RaLars(params: Iterable[Parameter], lr: float = 0.001, betas: tuple[float, float] = (0.9, 0.999), eps: float = 1e-08, weight_decay: float = 0.0, force_adaptive_momentum: bool = False, scale_clip: tuple[float, float] | None = None)

Bases: Optimizer

Implements the RAdam optimizer from "On the variance of the Adaptive Learning Rate and Beyond" with optional Layer-wise adaptive Scaling from "Large Batch Training of Convolutional Networks"

PARAMETER	DESCRIPTION
`params`	iterable of parameters to optimize or dicts defining parameter groups TYPE: `Iterable[Parameter]`
`lr`	learning rate TYPE: `float` DEFAULT: `0.001`
`betas`	coefficients used for running averages TYPE: `tuple[float, float]` DEFAULT: `(0.9, 0.999)`
`eps`	term added to the denominator to improve numerical stability TYPE: `float` DEFAULT: `1e-08`
`weight_decay`	weight decay (L2 penalty) TYPE: `float` DEFAULT: `0.0`
`force_adaptive_momentum`	use adaptive momentum if variance is not tractable TYPE: `bool` DEFAULT: `False`
`scale_clip`	the maximal upper bound for the scale factor of LARS TYPE: `tuple[float, float] \| None` DEFAULT: `None`

Source code in holocron/optim/ralars.py

def __init__(
    self,
    params: Iterable[torch.nn.Parameter],
    lr: float = 1e-3,
    betas: tuple[float, float] = (0.9, 0.999),
    eps: float = 1e-8,
    weight_decay: float = 0.0,
    force_adaptive_momentum: bool = False,
    scale_clip: tuple[float, float] | None = None,
) -> None:
    if lr < 0.0:
        raise ValueError(f"Invalid learning rate: {lr}")
● ● ● ● ● ● ●
### What you need to do
1. Please echo the RaLars documentation, starting with "RaLars(params: Iterable[Parameter], lr: float" and going on through "None = None)".
2. In the RaLars documentation, what is the stated purpose of the eps term added to the denominator? Answer in one to three sentences.

### Supplied data
● ● ● ● ● ● ●
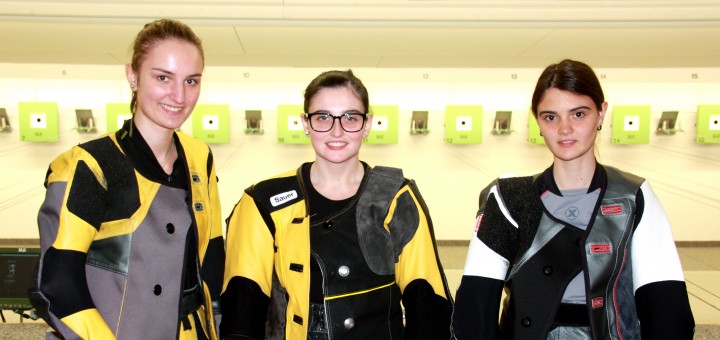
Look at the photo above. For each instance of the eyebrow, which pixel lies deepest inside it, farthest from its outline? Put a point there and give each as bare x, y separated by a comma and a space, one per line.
● ● ● ● ● ● ●
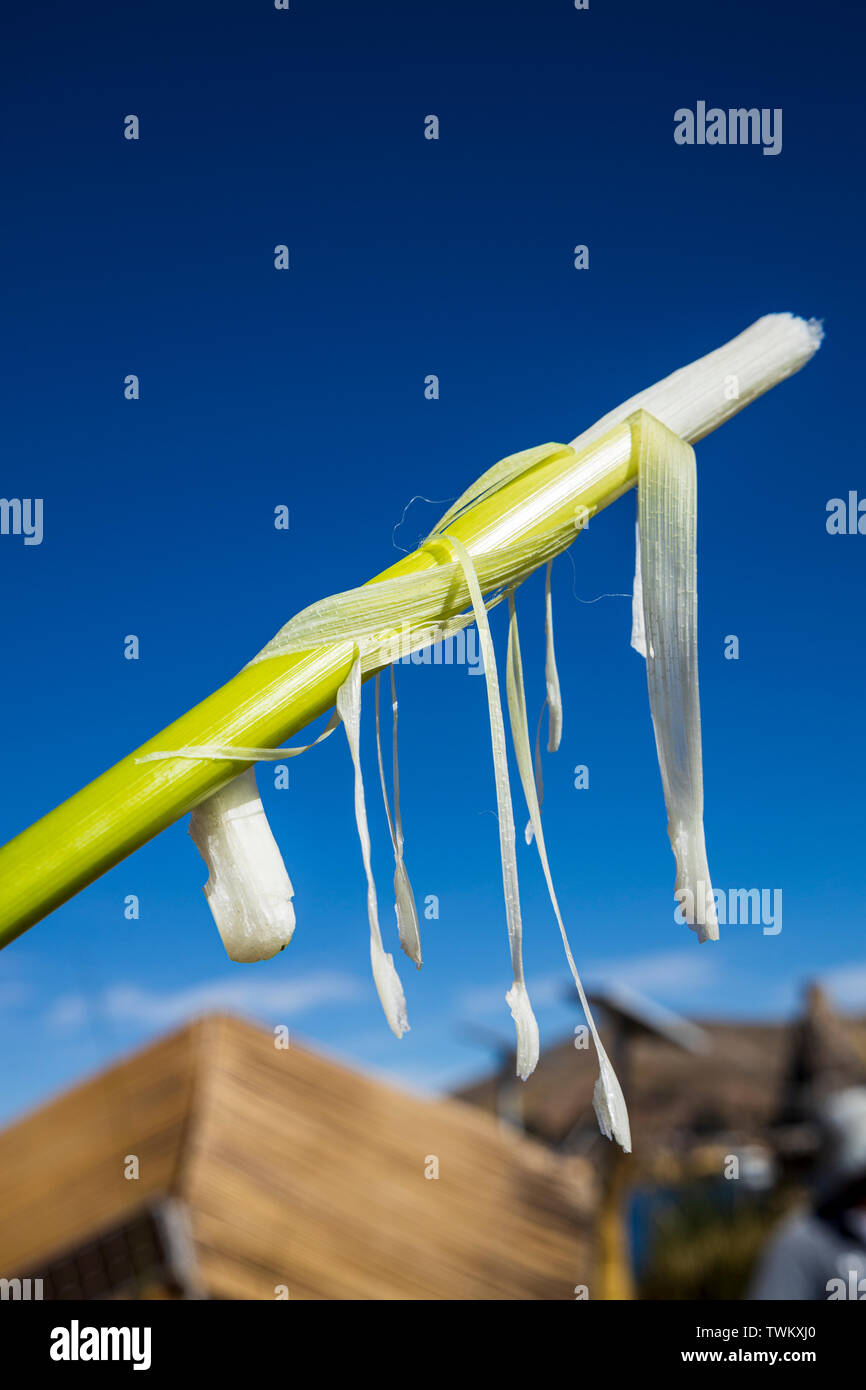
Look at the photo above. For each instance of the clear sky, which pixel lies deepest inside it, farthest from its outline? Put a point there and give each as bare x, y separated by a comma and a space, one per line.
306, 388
● ● ● ● ● ● ●
### Per-task answers
1.
RaLars(params: Iterable[Parameter], lr: float = 0.001, betas: tuple[float, float] = (0.9, 0.999), eps: float = 1e-08, weight_decay: float = 0.0, force_adaptive_momentum: bool = False, scale_clip: tuple[float, float] | None = None)

2. The eps term is added to the denominator to improve numerical stability. Its default value is 1e-08.